Your goal :: Below is a block of data; give all of it again word for word.

Data for processing ::
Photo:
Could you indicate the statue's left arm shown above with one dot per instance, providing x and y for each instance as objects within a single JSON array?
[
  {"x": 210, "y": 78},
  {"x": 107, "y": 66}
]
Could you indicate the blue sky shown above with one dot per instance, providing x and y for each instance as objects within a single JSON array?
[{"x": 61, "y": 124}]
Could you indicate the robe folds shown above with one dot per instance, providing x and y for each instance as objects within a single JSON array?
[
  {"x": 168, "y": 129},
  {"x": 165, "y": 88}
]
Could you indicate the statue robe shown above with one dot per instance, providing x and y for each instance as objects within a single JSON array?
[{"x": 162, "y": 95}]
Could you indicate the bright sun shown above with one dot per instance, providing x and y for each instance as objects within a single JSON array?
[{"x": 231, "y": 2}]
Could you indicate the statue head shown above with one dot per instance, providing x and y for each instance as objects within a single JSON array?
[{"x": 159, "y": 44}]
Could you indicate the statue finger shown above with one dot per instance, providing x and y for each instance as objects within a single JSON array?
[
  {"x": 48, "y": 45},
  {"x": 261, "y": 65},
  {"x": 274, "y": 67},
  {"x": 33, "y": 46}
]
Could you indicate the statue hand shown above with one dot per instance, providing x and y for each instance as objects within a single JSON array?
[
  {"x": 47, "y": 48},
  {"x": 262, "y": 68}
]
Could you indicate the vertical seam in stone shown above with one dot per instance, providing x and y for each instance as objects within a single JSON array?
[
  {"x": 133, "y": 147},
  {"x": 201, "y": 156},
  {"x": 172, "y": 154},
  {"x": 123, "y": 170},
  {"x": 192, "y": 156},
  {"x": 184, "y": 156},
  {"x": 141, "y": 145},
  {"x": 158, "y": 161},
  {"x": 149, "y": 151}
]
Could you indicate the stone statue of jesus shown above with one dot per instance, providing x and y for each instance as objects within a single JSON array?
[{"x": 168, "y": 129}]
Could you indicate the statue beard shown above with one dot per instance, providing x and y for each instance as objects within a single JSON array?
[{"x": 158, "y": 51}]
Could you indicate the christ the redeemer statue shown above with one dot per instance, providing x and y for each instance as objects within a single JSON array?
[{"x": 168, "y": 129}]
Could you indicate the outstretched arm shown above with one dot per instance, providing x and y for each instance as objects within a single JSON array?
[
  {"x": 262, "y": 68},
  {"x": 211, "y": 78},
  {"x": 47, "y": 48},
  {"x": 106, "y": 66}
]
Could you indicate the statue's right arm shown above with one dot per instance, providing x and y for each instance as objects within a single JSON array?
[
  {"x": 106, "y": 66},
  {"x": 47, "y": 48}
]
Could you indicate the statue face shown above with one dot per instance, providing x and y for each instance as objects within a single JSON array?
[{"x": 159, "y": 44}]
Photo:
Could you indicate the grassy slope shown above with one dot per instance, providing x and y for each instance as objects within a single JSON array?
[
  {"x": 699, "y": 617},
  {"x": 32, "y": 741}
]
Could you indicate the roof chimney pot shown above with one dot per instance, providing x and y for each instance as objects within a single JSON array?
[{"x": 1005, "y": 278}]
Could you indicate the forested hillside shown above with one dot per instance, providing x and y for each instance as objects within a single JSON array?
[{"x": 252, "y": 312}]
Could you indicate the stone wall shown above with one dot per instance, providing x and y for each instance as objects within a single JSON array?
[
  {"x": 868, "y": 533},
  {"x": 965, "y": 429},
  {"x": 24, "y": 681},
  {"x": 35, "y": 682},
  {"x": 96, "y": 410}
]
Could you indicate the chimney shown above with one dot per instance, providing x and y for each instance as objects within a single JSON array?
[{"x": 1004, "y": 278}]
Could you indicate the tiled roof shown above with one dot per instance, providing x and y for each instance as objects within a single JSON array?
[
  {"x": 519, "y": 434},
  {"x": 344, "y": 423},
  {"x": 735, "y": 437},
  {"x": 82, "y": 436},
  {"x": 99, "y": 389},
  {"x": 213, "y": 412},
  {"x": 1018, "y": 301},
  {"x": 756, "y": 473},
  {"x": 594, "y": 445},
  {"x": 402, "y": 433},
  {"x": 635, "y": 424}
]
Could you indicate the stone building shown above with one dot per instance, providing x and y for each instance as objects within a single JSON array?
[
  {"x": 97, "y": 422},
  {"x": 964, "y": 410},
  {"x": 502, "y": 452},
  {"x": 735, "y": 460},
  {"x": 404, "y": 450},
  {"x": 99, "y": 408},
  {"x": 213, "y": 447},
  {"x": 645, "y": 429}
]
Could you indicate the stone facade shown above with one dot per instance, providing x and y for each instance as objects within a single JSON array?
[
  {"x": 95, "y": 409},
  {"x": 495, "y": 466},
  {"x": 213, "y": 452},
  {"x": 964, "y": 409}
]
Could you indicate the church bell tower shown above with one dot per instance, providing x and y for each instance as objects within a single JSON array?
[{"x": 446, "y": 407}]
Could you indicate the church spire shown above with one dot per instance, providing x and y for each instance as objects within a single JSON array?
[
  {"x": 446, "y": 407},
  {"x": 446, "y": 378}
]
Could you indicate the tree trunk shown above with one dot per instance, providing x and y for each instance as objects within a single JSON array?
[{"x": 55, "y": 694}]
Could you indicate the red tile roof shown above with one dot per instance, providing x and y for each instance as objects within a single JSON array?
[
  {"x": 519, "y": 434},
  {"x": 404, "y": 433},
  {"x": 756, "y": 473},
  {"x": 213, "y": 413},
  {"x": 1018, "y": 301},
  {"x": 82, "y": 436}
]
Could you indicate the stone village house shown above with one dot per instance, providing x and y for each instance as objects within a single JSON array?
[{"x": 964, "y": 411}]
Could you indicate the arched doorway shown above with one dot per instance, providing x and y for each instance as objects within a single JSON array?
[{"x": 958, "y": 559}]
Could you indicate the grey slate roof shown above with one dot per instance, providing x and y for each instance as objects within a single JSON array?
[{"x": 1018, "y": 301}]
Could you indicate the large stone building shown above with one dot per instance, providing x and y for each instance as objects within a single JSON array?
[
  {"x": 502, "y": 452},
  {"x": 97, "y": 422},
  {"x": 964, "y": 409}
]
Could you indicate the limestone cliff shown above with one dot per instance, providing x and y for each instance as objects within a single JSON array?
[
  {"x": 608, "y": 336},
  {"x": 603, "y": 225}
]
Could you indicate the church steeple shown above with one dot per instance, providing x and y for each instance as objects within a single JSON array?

The response ::
Photo:
Could you indicate the statue's left arm shown above with one dot per instance, providing x and y for each instance as objects within a single JSON array?
[
  {"x": 210, "y": 78},
  {"x": 107, "y": 66}
]
Could you indicate the blue sky shown above with one dot per instance, providing x and y for each instance as objects within a single JSON array?
[{"x": 61, "y": 124}]
Could you indicate the robe folds shown above with one dot per instance, providing x and y for each instance as objects within a single JSON array?
[
  {"x": 168, "y": 129},
  {"x": 165, "y": 88}
]
Could you indicate the statue robe shown above with one dot per instance, providing x and y for each instance as objects within a single JSON array?
[{"x": 162, "y": 95}]
Could you indicate the bright sun shown above with one dot per instance, providing x and y for each instance as objects within a single JSON array?
[{"x": 231, "y": 2}]
Could you indicate the statue head shown above with one dot per instance, providing x and y for each instance as objects within a single JSON array?
[{"x": 159, "y": 44}]
Could you indicate the statue finger shown above with one dot per instance, providing x and y for each instance as objects within a single JSON array?
[
  {"x": 48, "y": 45},
  {"x": 261, "y": 65},
  {"x": 274, "y": 67},
  {"x": 33, "y": 46}
]
Could you indicate the statue hand shown above with one dot per instance, providing x and y for each instance as objects within a single JSON array?
[
  {"x": 47, "y": 48},
  {"x": 262, "y": 68}
]
Could you indicate the vertical seam in stone shown above with one dot per instance, providing x and y for each instance as objects within a single JSON array?
[
  {"x": 133, "y": 147},
  {"x": 201, "y": 156},
  {"x": 172, "y": 154},
  {"x": 123, "y": 170},
  {"x": 192, "y": 156},
  {"x": 184, "y": 156},
  {"x": 141, "y": 145},
  {"x": 158, "y": 161},
  {"x": 149, "y": 151}
]
Could you indicate the stone statue of jesus shown above with one dot per instance, providing x and y for each instance as objects within a single JSON array?
[{"x": 168, "y": 129}]
Could you indicate the statue beard shown above with one dot per instance, providing x and y for each instance as objects within a single JSON array?
[{"x": 158, "y": 51}]
Could you indicate the christ the redeemer statue shown above with one dot per instance, providing x and y for each instance as objects within a single JSON array?
[{"x": 168, "y": 129}]
Could you indicate the outstretched arm shown above with one dot per instance, providing x and y for each instance as objects within a single JSON array?
[
  {"x": 262, "y": 68},
  {"x": 211, "y": 78},
  {"x": 47, "y": 48},
  {"x": 106, "y": 66}
]
Could you indicate the statue's right arm shown above with one dot per instance, providing x and y for each instance as objects within a single JSON array?
[
  {"x": 106, "y": 66},
  {"x": 47, "y": 48}
]
Could you indicate the statue face shown above with one dot per instance, providing x and y for each instance as objects within a single JSON array?
[{"x": 159, "y": 44}]
Photo:
Could you indicate the grassy slope shown above with one dot per instance, providing x and y for each instance as objects within a single JSON array?
[
  {"x": 699, "y": 617},
  {"x": 32, "y": 741}
]
Could you indicate the roof chimney pot shown above with one dot per instance, providing x and y for each instance as objects within a single JSON array?
[{"x": 1005, "y": 278}]
Could you indicate the forested hillside shown above with one dot per instance, providing x and y for each instance as objects within a single JSON array?
[{"x": 252, "y": 312}]
Could you indicate the stone wall shown above with one dot per instance, providing x and y for each instance as objects within a single JSON array?
[
  {"x": 868, "y": 533},
  {"x": 965, "y": 429},
  {"x": 24, "y": 681},
  {"x": 35, "y": 682},
  {"x": 96, "y": 410}
]
Could you indicate the chimney shown above with one dot per instance, providing x and y for each instance as objects within a single JSON array?
[{"x": 1004, "y": 278}]
Could you indicate the tiled roof shown above with one dot per instance, providing x and y for each instance as objects within a single JSON array?
[
  {"x": 519, "y": 434},
  {"x": 344, "y": 423},
  {"x": 735, "y": 437},
  {"x": 82, "y": 436},
  {"x": 99, "y": 389},
  {"x": 213, "y": 412},
  {"x": 1018, "y": 301},
  {"x": 756, "y": 473},
  {"x": 594, "y": 445},
  {"x": 402, "y": 433},
  {"x": 635, "y": 424}
]
Could you indicate the stone building shown above with one dot per instance, providing x and y for each instance as objects within a single JSON array?
[
  {"x": 97, "y": 422},
  {"x": 964, "y": 410},
  {"x": 502, "y": 452},
  {"x": 735, "y": 460},
  {"x": 404, "y": 450},
  {"x": 99, "y": 408},
  {"x": 213, "y": 447},
  {"x": 645, "y": 429}
]
Could you indicate the stone facade shown above with one dot per instance, providing x and y for each instance as objects within a single JSON array?
[
  {"x": 95, "y": 409},
  {"x": 495, "y": 466},
  {"x": 213, "y": 452},
  {"x": 964, "y": 409}
]
Could you indicate the church bell tower shown above with one dot per instance, providing x and y for each instance as objects within a single JSON array?
[{"x": 446, "y": 407}]
Could you indicate the church spire shown above with one dot per instance, providing x and y for each instance as objects within a single JSON array?
[
  {"x": 446, "y": 407},
  {"x": 446, "y": 378}
]
Could you indicate the tree trunk shown above with one dot per instance, providing x and y for each instance as objects within a single JSON array?
[{"x": 55, "y": 694}]
Could you indicate the red tile roof shown above with one dot per instance, providing x and y for each instance as objects within a single JSON array?
[
  {"x": 519, "y": 434},
  {"x": 404, "y": 433},
  {"x": 756, "y": 473},
  {"x": 213, "y": 413},
  {"x": 1018, "y": 301},
  {"x": 82, "y": 436}
]
Could you indicate the stone village house shown above with one dot per instance, providing x and y for each instance as objects within a single JSON array?
[{"x": 964, "y": 411}]
Could you indicate the arched doorway shown above with one dot per instance, providing x and y for each instance as objects within a single JSON array?
[{"x": 958, "y": 559}]
Could you indicate the grey slate roof shown above with one dot per instance, providing x and y for each instance as objects within a single JSON array?
[{"x": 1018, "y": 301}]
Could you indicate the large stone building shown above with one dot per instance, providing x and y for each instance as objects within a single JSON array?
[
  {"x": 502, "y": 452},
  {"x": 97, "y": 422},
  {"x": 964, "y": 409}
]
Could you indicate the limestone cliff shown above with one dot per instance, providing x and y for each instance as objects within a single JSON array?
[
  {"x": 608, "y": 336},
  {"x": 603, "y": 225}
]
Could you indicate the church steeple shown above with one dot per instance, providing x and y for each instance as objects within a single JSON array?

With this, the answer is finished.